= Document =

....

How does the score you both wrote for Onward exemplify the “big quest” theme of this animated film? It seems like magic, which is a key part of the story, could take composing in many different directions. How did you interpret the magical and fantasy elements through your composition?

Jeff: We started with conceiving a palette that would include many of the instruments one would associate with fairytales and fantasy stories. It included many of the folky guitars that I play — bouzouki, cuatro, tambura, tiple, dulcimer, lute — as well as early music instruments like psaltery, viola da gamba, vielle, recorder, folk harp, etc.

For the magic theme itself, which was something we knew would be a cornerstone of the score, we used four notes from the whole-tone scale that seemed to evoke the ancient power of old magic and bursts into the film at our first glimpse of the landscape of Onward. Additionally, we knew that Ian would need a strong theme that would follow the considerable arc of his character, from timid young teenager to triumphant young man. The quest also had its own theme that we drew from the music we wrote for Barley’s van, Guinevere, that also graduated from something simple to something large and sweeping.

....

= Information given =
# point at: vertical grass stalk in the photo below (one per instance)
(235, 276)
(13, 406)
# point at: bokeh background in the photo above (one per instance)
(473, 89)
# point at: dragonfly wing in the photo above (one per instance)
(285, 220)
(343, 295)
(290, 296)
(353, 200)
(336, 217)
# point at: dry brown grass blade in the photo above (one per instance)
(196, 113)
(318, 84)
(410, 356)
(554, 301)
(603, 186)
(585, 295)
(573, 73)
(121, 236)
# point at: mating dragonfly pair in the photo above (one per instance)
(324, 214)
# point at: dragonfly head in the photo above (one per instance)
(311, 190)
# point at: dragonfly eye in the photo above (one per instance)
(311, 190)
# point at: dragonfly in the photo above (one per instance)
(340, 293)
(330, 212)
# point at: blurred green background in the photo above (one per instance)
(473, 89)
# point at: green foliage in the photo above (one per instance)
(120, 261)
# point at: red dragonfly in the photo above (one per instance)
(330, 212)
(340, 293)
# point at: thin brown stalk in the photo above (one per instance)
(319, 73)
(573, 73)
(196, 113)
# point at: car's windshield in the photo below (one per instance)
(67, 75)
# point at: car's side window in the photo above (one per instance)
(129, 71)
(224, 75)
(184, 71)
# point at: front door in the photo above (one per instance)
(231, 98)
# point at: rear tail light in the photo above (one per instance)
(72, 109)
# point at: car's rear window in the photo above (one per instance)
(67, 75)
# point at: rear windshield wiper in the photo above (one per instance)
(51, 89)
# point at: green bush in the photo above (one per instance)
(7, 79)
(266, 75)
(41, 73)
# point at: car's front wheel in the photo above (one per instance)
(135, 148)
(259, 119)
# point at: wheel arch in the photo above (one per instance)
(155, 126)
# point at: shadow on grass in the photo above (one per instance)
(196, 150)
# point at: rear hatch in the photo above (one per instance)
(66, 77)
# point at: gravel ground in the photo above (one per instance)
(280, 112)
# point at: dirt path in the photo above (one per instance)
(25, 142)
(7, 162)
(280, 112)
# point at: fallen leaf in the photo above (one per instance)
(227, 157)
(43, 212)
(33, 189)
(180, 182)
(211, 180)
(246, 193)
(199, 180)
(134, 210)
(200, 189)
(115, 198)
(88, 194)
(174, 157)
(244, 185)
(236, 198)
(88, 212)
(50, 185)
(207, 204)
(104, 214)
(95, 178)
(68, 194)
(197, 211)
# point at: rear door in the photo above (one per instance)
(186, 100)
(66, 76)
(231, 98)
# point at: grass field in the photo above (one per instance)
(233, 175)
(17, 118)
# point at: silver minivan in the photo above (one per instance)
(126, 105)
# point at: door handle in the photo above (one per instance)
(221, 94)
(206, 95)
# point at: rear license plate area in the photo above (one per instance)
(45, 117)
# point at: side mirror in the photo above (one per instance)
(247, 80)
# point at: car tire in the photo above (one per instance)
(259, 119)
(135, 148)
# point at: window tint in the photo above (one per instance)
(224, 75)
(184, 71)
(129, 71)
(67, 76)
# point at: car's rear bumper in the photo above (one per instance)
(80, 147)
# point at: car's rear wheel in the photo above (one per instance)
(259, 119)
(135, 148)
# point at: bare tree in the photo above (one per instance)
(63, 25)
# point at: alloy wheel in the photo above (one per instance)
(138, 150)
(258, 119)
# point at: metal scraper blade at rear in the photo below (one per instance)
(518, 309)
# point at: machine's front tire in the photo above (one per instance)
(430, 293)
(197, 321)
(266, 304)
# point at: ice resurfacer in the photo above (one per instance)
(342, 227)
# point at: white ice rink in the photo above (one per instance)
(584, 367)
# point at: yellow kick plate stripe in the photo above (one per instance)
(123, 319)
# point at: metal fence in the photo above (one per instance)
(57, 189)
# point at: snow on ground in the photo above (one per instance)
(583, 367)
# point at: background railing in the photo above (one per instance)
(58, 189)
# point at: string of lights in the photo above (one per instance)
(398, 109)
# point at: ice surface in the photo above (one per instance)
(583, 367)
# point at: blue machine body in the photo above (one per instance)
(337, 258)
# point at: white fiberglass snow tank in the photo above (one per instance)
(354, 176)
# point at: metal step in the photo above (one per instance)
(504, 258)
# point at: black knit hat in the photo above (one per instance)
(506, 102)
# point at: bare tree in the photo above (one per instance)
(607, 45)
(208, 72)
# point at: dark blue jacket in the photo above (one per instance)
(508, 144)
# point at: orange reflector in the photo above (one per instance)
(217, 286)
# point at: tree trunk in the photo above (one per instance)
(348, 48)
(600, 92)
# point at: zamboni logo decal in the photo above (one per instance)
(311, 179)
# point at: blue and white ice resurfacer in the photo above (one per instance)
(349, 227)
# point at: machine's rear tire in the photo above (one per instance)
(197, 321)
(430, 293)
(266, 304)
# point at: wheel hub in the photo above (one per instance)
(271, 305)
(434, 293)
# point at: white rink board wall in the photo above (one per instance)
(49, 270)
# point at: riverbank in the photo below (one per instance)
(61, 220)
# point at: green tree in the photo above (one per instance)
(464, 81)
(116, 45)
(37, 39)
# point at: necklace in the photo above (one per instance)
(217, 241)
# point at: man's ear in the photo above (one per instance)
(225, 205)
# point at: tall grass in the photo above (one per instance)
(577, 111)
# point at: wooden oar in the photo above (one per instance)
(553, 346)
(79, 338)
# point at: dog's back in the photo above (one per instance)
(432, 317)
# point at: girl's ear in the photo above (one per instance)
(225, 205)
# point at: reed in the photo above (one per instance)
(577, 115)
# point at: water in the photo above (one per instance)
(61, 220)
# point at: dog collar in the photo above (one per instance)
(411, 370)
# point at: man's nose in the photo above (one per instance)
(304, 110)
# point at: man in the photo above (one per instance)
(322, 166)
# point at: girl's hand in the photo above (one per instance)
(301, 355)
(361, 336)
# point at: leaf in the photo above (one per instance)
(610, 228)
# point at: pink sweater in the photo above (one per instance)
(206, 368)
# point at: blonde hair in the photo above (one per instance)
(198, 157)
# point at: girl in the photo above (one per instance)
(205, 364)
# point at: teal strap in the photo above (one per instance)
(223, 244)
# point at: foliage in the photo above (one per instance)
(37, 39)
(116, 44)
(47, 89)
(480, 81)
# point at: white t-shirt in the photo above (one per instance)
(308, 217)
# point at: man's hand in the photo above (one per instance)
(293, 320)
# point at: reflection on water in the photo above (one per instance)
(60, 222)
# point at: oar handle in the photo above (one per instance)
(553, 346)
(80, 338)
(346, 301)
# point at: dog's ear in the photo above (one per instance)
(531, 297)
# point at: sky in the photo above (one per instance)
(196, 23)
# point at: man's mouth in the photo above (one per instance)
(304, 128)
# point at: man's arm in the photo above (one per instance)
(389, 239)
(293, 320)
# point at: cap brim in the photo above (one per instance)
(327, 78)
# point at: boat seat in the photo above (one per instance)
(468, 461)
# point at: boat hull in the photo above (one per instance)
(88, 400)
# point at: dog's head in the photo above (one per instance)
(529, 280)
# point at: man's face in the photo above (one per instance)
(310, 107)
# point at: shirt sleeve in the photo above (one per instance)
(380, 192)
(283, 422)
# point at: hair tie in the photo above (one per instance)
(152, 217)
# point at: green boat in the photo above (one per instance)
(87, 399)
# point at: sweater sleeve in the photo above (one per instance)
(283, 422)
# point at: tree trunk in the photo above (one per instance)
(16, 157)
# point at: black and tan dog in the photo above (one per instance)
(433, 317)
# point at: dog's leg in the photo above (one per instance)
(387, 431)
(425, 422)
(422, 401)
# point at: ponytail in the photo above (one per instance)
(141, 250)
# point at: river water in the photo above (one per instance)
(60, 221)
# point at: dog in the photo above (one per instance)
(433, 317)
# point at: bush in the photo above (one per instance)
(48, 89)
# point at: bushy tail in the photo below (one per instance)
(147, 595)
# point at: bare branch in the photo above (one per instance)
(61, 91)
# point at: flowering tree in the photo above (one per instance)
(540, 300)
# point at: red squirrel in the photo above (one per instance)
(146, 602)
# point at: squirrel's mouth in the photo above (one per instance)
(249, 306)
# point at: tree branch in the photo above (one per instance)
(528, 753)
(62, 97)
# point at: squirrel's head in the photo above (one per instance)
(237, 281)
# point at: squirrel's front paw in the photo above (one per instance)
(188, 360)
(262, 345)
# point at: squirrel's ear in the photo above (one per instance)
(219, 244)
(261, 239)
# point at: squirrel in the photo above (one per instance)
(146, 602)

....

= Tasks to perform =
**a.** In the interview about the score for Onward, which theme was drawn from the music written for Barley's van?
**b.** Filter the records to every line that contains the string "shirt", treating uppercase and lowercase as different.

= Responses per task =
**a.** The quest theme.

**b.**
# point at: white t-shirt in the photo above (one per instance)
# point at: shirt sleeve in the photo above (one per instance)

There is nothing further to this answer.